━━━ Records shown

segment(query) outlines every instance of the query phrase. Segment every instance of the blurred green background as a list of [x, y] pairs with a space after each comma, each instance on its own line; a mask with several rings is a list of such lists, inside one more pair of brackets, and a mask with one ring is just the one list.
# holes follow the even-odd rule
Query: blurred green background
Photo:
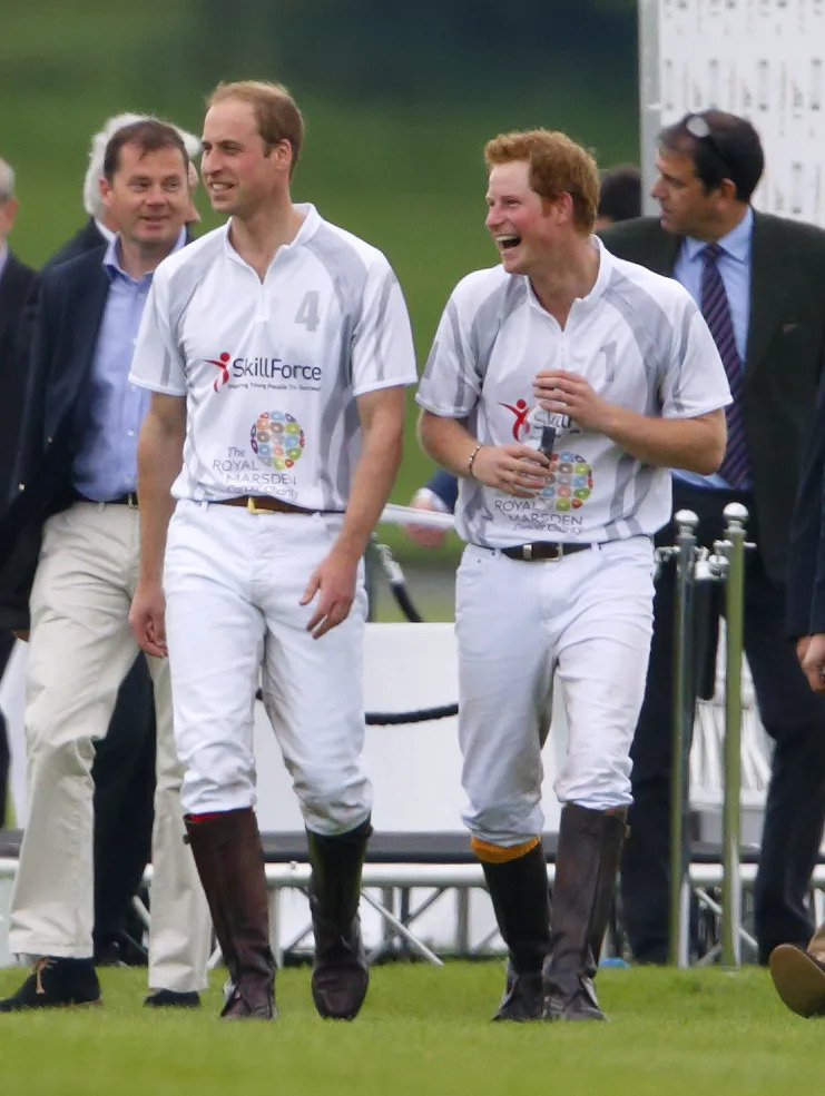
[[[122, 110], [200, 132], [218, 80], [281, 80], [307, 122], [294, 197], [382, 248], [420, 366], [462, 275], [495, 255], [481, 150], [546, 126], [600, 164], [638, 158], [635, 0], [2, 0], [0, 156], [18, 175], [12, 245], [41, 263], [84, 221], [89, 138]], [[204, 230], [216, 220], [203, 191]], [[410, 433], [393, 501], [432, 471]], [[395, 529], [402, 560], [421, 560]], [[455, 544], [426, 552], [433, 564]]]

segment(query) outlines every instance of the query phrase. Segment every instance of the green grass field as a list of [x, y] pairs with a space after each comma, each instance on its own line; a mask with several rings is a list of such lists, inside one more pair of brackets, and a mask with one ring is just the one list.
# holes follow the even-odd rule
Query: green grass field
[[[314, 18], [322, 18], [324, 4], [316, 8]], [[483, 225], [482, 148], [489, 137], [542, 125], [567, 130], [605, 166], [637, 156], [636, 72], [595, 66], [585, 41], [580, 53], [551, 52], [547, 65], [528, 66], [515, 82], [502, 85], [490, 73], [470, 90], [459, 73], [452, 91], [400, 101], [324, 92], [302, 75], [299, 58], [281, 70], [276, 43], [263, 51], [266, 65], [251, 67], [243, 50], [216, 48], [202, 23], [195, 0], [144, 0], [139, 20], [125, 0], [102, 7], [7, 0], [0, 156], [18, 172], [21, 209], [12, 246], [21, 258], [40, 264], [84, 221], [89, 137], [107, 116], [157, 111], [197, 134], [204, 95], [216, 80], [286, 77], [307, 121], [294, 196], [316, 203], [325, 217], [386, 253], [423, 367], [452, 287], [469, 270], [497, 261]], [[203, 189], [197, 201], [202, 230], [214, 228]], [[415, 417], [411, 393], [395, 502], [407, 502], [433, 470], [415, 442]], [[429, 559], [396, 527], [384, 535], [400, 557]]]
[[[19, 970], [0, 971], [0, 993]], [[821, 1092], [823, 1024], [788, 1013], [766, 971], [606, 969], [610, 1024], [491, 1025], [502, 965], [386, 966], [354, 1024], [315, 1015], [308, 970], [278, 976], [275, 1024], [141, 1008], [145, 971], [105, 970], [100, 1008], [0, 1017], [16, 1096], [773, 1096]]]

━━━━━━

_Set exercise_.
Format every line of the listing above as a Markdown table with the columns Row and Line, numbering the rows and skipping blank lines. Leave the pictures out.

_Solution_.
| Row | Line |
|---|---|
| 1 | segment(query) outlines every instance of the query phrase. Segment every instance of the blurred green background as a list of [x, y] pairs with a space after each comma, each instance on its own line; a mask with several rings is a list of such lists, inside one more pair of brackets, and a mask with one ring is just the one list. |
| 2 | # holes follow the even-odd rule |
| 3 | Query: blurred green background |
| 4 | Photo: |
| 5 | [[[122, 110], [200, 132], [218, 80], [281, 80], [307, 122], [294, 197], [382, 248], [420, 366], [462, 275], [495, 255], [481, 150], [546, 126], [600, 164], [638, 158], [635, 0], [2, 0], [0, 156], [18, 175], [12, 245], [41, 263], [84, 221], [89, 138]], [[204, 230], [216, 220], [203, 191]], [[410, 433], [393, 501], [432, 471]], [[395, 529], [402, 560], [421, 560]], [[455, 544], [426, 552], [433, 564]]] |
| 6 | segment(query) outlines every instance of the query phrase. Segment every instance of the green grass field as a list of [x, y] pairs with a space after each comma, each instance on its own line; a mask with several rings is a list of such lists, inside one more pair of brackets, and a mask with one ring is just the one list. |
| 7 | # holes follow the even-odd rule |
| 8 | Query: green grass field |
| 9 | [[[314, 18], [322, 18], [324, 4], [316, 8]], [[483, 225], [482, 148], [489, 137], [542, 125], [567, 130], [605, 166], [637, 156], [636, 72], [595, 66], [585, 41], [580, 53], [551, 52], [547, 65], [528, 66], [515, 82], [502, 85], [490, 73], [470, 90], [459, 73], [452, 91], [400, 101], [324, 92], [302, 75], [299, 58], [281, 70], [276, 43], [263, 51], [266, 65], [251, 67], [243, 50], [216, 48], [202, 23], [195, 0], [144, 0], [139, 20], [125, 0], [102, 7], [7, 0], [0, 156], [18, 172], [21, 209], [12, 246], [21, 258], [40, 264], [84, 221], [89, 137], [107, 116], [157, 111], [197, 134], [204, 95], [216, 80], [286, 77], [307, 121], [294, 196], [316, 203], [325, 217], [386, 253], [423, 367], [452, 287], [469, 270], [497, 261]], [[203, 189], [197, 201], [202, 230], [214, 228]], [[415, 417], [411, 393], [395, 502], [407, 502], [433, 470], [415, 442]], [[429, 559], [396, 527], [384, 535], [400, 557]]] |
| 10 | [[[19, 970], [0, 971], [0, 993]], [[821, 1092], [823, 1024], [788, 1013], [766, 971], [606, 969], [610, 1024], [491, 1025], [502, 965], [386, 966], [354, 1024], [315, 1015], [308, 970], [278, 976], [275, 1024], [141, 1008], [145, 971], [105, 970], [100, 1008], [0, 1017], [16, 1096], [773, 1096]]] |